* start Records *

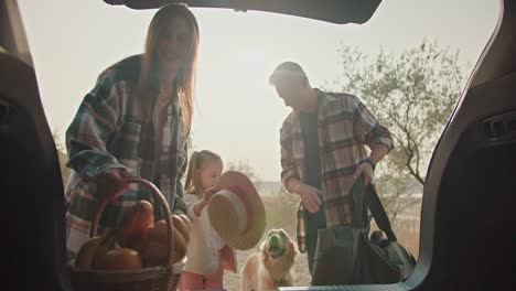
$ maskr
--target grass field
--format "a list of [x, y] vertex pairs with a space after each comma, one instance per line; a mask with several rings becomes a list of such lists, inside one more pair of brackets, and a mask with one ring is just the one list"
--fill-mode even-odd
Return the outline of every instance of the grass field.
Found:
[[[273, 196], [262, 196], [262, 201], [267, 212], [266, 233], [271, 228], [286, 229], [292, 239], [295, 239], [295, 211], [298, 207], [298, 196], [291, 194], [278, 194]], [[372, 226], [375, 228], [375, 226]], [[419, 252], [419, 231], [395, 229], [398, 240], [410, 250], [417, 258]], [[247, 256], [255, 251], [259, 251], [259, 244], [254, 249], [246, 251], [237, 251], [238, 269], [241, 268]], [[298, 254], [293, 266], [294, 285], [309, 285], [310, 272], [308, 270], [308, 261], [305, 254]], [[224, 287], [228, 291], [239, 290], [239, 276], [237, 273], [227, 272], [224, 274]], [[246, 290], [247, 291], [247, 290]]]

* end Records *

== What the task asks ==
Copy out every line of the item above without alteration, omitting the picture.

== Answer below ==
$ maskr
--target grass field
--format "a list of [x, y] vertex pairs with a space after each comma, one instance per line; a mask with several rings becomes a list of such lists, inside one more pair of brackets, and a mask with one ring is just the one list"
--fill-mode even-odd
Return the outline of every instance of the grass field.
Found:
[[[273, 196], [262, 196], [262, 201], [267, 212], [266, 233], [271, 228], [286, 229], [292, 239], [295, 239], [295, 211], [298, 207], [298, 196], [291, 194], [278, 194]], [[372, 226], [375, 228], [375, 226]], [[419, 252], [419, 231], [395, 229], [398, 240], [410, 250], [417, 258]], [[247, 256], [255, 251], [259, 251], [259, 244], [254, 249], [246, 251], [237, 251], [238, 269], [241, 268]], [[298, 254], [293, 266], [294, 285], [309, 285], [310, 272], [308, 270], [308, 261], [305, 254]], [[224, 287], [228, 291], [239, 290], [239, 276], [237, 273], [227, 272], [224, 274]], [[246, 290], [247, 291], [247, 290]]]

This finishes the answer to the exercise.